Task instructions:
(A) Copy the stretch from "India had supported" through "prices last year." in the article on India's oil dispute with Saudi Arabia.
(B) Proceed with the article on India's oil dispute with Saudi Arabia, picking up after its final sentence.

Page extract:

India had supported OPEC’s decision to cut production last year in view of the oil demand collapsing due to the spread of COVID-19.
"At that point in time, the producers especially OPEC assured the global market, that by the beginning of the 2021 demand will be coming back and production will be as usual. But I am sorry to say the production is yet to be normal," Pradhan said. "If you do not supply properly if there is a gap in demand and supply artificially (created), there is a price rise."
A few days later responding to Pradhan’s comments, Saudi energy minister Prince Abdulaziz bin Salman said the country should instead dip into its crude storage it had filled to the brim at low prices last year.
"With regard to India, very simple. I would ask my friend that he withdraw some of the cheap oil that they bought in April, May and June (last year)," the Saudi Minister said. "There is an opportunity cost for not withdrawing it now."
India had indeed purchased 16.71 million barrels of crude in April-May, 2020 and filled all the three Strategic Petroleum Reserves created at Visakhapatnam in Andhra Pradesh and Mangalore and Padur in Karnataka. The average cost of that crude purchase was $ 19 per barrel. Yet, the purpose of strategic reserves is not for controlling domestic prices from global price fluctuations.
While it may sound like the two countries were trading barbs at each other, India and Saudi Arabia share a deeper and stronger strategic relationship for it to even matter. The larger question of the need for India to continuously diversify its sources for oil remains valid. As per a report by IEA, India's oil demand is expected to rise by 5.8 million barrels per day by 2040, accounting for about 40 per cent of the overall increase in global demand during the period. Global oil demand at the same time will increase to 111.7 million bpd in 2040.

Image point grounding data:
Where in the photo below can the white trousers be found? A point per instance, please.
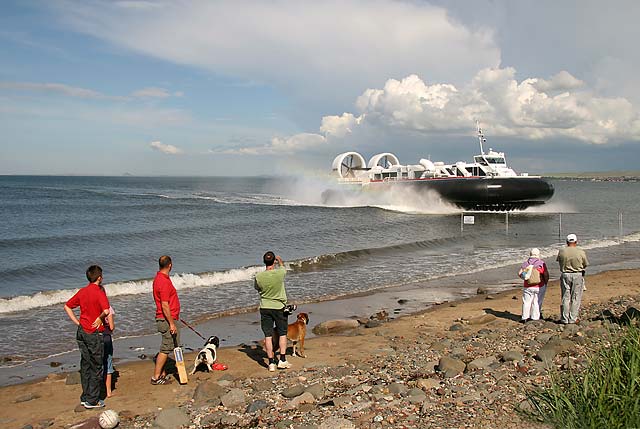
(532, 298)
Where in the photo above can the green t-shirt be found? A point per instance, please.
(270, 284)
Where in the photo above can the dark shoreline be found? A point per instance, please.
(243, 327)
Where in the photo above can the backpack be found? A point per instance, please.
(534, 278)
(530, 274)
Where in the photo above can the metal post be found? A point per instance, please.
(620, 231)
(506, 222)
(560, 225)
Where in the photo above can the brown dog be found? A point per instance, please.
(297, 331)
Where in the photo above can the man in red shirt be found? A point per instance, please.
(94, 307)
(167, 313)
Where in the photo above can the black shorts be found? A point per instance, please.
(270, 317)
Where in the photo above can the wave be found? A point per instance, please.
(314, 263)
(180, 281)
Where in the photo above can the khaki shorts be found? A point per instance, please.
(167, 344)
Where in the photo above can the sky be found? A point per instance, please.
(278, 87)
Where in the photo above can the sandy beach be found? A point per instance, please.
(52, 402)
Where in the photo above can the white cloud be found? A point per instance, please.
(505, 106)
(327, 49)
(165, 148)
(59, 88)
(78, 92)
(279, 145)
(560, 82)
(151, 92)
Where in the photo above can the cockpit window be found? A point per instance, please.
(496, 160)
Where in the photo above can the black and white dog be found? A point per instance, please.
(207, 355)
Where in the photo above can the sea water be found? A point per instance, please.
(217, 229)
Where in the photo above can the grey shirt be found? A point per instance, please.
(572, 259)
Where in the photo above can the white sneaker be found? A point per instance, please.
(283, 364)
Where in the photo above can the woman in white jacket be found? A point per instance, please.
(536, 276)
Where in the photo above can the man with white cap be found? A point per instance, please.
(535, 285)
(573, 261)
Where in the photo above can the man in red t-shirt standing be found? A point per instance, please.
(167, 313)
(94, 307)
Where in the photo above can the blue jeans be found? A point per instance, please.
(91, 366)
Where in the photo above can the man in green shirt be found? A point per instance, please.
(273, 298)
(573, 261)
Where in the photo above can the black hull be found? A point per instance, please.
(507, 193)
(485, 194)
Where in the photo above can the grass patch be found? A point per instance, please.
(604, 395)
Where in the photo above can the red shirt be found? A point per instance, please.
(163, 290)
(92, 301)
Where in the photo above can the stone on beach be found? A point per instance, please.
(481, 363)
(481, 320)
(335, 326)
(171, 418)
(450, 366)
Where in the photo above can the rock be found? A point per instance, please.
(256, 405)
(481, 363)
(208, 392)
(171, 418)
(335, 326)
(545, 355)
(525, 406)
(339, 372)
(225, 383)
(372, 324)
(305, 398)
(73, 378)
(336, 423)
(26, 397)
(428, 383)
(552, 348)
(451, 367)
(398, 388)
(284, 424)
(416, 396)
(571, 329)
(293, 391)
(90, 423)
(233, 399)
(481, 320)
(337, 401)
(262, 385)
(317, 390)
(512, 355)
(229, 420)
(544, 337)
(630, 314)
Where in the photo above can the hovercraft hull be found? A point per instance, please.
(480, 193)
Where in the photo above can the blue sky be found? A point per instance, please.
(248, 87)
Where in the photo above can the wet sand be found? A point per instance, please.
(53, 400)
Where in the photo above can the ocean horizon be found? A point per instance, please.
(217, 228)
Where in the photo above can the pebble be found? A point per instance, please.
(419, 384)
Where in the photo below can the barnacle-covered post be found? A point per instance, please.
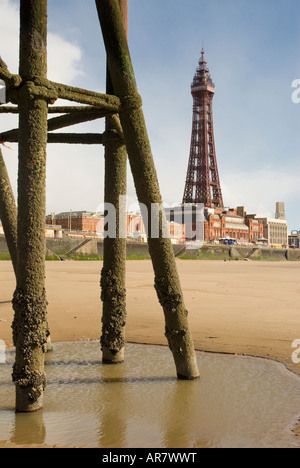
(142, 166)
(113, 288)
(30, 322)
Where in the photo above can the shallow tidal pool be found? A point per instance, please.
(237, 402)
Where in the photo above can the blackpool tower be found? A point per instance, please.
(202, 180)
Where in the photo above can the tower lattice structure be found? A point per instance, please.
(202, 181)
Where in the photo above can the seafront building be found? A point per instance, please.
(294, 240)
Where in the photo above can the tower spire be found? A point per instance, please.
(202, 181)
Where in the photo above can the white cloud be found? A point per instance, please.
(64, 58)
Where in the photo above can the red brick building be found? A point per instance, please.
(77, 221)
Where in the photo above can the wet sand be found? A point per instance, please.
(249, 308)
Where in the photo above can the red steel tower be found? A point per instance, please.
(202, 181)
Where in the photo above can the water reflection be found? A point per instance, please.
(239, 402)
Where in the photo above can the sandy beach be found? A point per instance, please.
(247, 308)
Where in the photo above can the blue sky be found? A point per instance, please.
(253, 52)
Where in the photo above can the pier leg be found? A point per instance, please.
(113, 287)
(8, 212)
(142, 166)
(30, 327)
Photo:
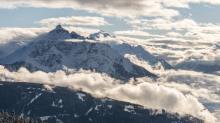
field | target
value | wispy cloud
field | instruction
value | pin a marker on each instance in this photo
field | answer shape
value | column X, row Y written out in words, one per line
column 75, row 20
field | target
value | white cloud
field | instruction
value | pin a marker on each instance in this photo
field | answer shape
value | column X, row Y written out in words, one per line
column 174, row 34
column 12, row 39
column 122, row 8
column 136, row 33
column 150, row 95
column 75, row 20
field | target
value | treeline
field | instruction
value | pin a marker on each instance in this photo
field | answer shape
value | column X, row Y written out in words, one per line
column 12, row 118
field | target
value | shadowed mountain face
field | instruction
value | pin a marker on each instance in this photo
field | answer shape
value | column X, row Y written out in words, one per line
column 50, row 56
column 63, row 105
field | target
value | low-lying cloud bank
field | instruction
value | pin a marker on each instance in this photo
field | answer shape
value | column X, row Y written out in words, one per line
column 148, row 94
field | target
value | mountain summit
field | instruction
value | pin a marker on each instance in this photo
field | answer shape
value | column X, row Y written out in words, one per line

Exercise results:
(A)
India had supported OPEC’s decision to cut production last year in view of the oil demand collapsing due to the spread of COVID-19.
"At that point in time, the producers especially OPEC assured the global market, that by the beginning of the 2021 demand will be coming back and production will be as usual. But I am sorry to say the production is yet to be normal," Pradhan said. "If you do not supply properly if there is a gap in demand and supply artificially (created), there is a price rise."
A few days later responding to Pradhan’s comments, Saudi energy minister Prince Abdulaziz bin Salman said the country should instead dip into its crude storage it had filled to the brim at low prices last year.

(B)
India, which requires about 4.5 million barrels a day, has been trying to reduce its dependence on oil supply from OPEC. It also faced an unforeseen challenge of finding an alternative to Iran when former US President Donald Trump put sanctions against the country. In 2018-19, when India imported 226.5 million tonnes (mt) of crude oil, 23.9 million tonnes came from Iran, which was then the third-largest oil supplying nation. Following the diktat from US, imports from Iran skittled to just 1.7 MT in 2019-20 even as the overall crude import remained stable at 227 mt.
The change of guard in Washington in January and expectations that President Joe Biden will take a much softer stance on Iran could once again opened the doors for the country to make a comeback in the global oil export market. With an annual crude production of 234 million tonnes in 2017, Iran was the world's fifth-largest oil producing nation. It was also hugely supportive of Indian buyers and had extended credit of upto 60 days. Iran’s re-entry would be good news for India.
Already back-channel negotiations have begun and reports suggest Iran could start pumping upto 2 million barrels of oil every day. Despite it being a part of OPEC+, it would lead to a drop in global crude prices, which would in turn boost India's macro-economic indicators.
With global crude prices hovering around $ 70 per barrel and major oil producing countries determined to inflate it further, India like other import dependent countries needs a leverage. Iran’s comeback could provide just that.